* START DATA LISTING *

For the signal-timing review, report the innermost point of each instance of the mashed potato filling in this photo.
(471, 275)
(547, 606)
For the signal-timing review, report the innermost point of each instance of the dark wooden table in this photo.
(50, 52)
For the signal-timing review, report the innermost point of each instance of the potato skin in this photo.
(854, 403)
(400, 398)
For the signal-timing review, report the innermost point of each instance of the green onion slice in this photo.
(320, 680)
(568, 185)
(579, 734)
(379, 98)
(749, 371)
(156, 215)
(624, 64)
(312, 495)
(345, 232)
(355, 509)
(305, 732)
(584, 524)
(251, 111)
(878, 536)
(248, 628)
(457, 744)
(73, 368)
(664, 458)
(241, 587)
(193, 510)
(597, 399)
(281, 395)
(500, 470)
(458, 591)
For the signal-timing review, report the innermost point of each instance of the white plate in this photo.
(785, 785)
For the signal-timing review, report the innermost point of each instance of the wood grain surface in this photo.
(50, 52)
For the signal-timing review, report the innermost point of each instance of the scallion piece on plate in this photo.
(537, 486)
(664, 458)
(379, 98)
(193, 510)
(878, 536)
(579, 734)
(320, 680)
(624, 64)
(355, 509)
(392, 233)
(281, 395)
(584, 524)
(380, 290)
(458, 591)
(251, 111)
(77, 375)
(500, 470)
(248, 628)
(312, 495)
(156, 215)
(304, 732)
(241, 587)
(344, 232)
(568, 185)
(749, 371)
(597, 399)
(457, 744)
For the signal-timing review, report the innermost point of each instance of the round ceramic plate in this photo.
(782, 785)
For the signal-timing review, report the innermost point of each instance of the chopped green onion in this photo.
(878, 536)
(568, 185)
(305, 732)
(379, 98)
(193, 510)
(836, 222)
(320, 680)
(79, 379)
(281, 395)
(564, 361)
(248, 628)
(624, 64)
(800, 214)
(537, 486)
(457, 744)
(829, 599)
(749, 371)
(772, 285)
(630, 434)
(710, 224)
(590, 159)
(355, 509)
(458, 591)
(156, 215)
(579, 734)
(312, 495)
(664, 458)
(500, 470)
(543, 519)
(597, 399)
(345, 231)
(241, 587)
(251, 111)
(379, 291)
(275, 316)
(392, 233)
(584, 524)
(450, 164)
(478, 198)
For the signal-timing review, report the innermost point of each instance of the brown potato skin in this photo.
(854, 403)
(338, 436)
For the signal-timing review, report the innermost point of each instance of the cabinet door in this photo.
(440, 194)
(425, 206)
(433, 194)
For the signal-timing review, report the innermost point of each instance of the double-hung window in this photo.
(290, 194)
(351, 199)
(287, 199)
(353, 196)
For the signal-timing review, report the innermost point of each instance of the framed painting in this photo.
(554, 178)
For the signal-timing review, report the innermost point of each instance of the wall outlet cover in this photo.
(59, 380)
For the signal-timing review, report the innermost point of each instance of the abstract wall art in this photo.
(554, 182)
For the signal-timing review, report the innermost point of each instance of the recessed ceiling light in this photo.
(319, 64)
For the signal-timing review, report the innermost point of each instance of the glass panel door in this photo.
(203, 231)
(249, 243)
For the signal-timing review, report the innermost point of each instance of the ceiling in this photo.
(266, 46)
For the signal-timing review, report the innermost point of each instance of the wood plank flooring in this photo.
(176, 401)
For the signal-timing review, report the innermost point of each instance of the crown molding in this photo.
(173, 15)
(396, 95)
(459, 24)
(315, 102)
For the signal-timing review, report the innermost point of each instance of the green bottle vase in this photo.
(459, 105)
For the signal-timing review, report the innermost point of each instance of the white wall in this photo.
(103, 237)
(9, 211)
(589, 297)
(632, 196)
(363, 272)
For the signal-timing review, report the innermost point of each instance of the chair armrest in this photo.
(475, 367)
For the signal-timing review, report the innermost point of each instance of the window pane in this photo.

* END DATA LISTING *

## WORK REQUIRED
Starting at the line that contains "armrest in this photo." and ending with the last line of the records, express those lines as a JSON list of strings with one string per line, leaving out any blank lines.

## OUTPUT FOR THIS EXERCISE
[
  "For the signal-timing review, report the innermost point of each instance of the chair armrest in this photo.",
  "(475, 367)",
  "For the signal-timing review, report the innermost point of each instance of the window pane in this photo."
]